Requirement
Please rewrite the lines below as a Markdown table with the columns Row and Line, beginning at the line containing "Could you kindly segment every instance of the purple" and continuing through the line containing "429 386 L 439". Number each row, and leave out any blank lines.

Source records

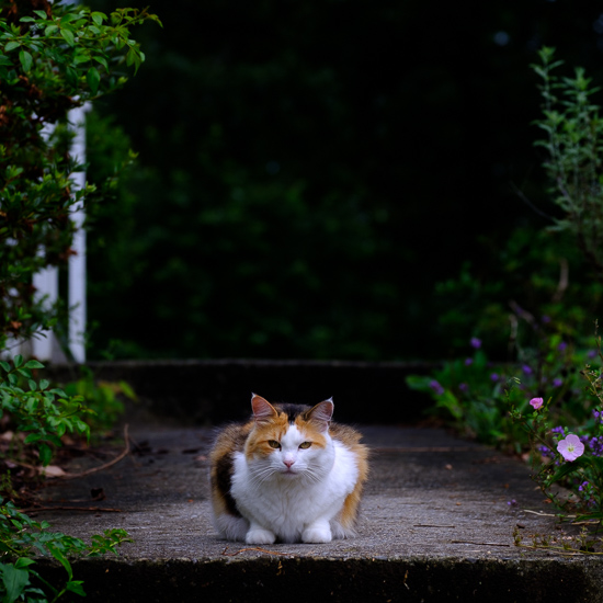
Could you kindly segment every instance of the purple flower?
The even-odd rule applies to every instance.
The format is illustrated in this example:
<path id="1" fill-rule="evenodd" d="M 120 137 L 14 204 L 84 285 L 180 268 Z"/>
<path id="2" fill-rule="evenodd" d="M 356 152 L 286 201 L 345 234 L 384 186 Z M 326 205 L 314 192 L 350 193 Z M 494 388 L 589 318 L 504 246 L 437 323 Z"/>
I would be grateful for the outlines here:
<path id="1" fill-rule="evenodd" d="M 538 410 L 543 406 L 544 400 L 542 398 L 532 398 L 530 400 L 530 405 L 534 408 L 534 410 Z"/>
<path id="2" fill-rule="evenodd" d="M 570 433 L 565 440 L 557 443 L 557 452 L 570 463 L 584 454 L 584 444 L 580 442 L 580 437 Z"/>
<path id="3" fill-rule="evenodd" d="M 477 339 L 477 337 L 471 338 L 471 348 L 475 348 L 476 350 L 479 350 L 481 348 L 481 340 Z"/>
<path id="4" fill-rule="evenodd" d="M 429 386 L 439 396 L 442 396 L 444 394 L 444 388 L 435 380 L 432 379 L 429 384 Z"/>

==

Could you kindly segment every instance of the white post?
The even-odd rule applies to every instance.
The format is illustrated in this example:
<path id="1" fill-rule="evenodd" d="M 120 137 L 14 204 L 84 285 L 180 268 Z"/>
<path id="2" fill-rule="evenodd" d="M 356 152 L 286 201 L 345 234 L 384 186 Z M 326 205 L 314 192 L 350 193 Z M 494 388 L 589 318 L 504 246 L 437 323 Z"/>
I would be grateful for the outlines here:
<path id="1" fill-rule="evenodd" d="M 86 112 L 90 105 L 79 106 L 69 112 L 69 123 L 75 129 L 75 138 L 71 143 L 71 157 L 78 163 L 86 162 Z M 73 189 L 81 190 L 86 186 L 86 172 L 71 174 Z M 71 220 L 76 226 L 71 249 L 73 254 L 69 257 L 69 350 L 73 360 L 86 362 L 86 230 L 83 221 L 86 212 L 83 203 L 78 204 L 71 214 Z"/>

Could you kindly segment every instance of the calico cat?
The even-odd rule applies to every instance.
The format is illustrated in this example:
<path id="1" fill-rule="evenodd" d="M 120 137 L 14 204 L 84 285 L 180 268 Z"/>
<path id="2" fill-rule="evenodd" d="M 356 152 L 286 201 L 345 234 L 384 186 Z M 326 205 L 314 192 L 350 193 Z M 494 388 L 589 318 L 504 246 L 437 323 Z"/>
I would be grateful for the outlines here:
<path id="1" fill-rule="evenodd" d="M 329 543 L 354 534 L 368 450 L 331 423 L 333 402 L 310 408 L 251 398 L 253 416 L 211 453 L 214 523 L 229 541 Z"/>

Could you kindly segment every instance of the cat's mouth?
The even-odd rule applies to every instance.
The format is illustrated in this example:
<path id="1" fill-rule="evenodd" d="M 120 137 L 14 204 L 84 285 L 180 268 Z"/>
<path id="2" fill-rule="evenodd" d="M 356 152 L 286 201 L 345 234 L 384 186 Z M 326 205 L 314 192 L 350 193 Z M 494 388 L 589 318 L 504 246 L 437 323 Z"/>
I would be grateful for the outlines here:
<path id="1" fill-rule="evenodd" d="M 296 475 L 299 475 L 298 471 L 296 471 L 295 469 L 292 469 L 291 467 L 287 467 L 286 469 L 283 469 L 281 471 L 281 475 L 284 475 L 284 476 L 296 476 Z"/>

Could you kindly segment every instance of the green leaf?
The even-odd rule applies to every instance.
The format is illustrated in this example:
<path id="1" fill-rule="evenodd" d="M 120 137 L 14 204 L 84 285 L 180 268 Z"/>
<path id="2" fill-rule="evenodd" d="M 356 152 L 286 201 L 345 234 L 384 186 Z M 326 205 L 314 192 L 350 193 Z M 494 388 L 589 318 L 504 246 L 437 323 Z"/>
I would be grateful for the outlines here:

Correct output
| Row | Line |
|---|---|
| 1 | Could you kindly segment every instance of the purple flower? |
| 2 | The even-odd rule applies to every instance. |
| 3 | The format is illustrated in this example: |
| 4 | <path id="1" fill-rule="evenodd" d="M 120 137 L 14 204 L 84 285 L 180 268 Z"/> |
| 5 | <path id="2" fill-rule="evenodd" d="M 356 152 L 286 201 L 345 234 L 384 186 Z M 326 205 L 314 192 L 350 193 Z M 494 388 L 589 318 L 504 246 L 437 323 Z"/> |
| 6 | I would be grateful for the outlines here: |
| 7 | <path id="1" fill-rule="evenodd" d="M 538 410 L 543 406 L 544 400 L 542 398 L 532 398 L 530 400 L 530 405 L 534 408 L 534 410 Z"/> |
| 8 | <path id="2" fill-rule="evenodd" d="M 570 433 L 565 440 L 557 443 L 557 452 L 570 463 L 584 454 L 584 444 L 580 442 L 580 437 Z"/> |
| 9 | <path id="3" fill-rule="evenodd" d="M 477 339 L 477 337 L 471 338 L 471 348 L 475 348 L 476 350 L 479 350 L 481 348 L 481 340 Z"/> |
| 10 | <path id="4" fill-rule="evenodd" d="M 429 386 L 439 396 L 442 396 L 444 394 L 444 388 L 435 380 L 432 379 L 429 384 Z"/> |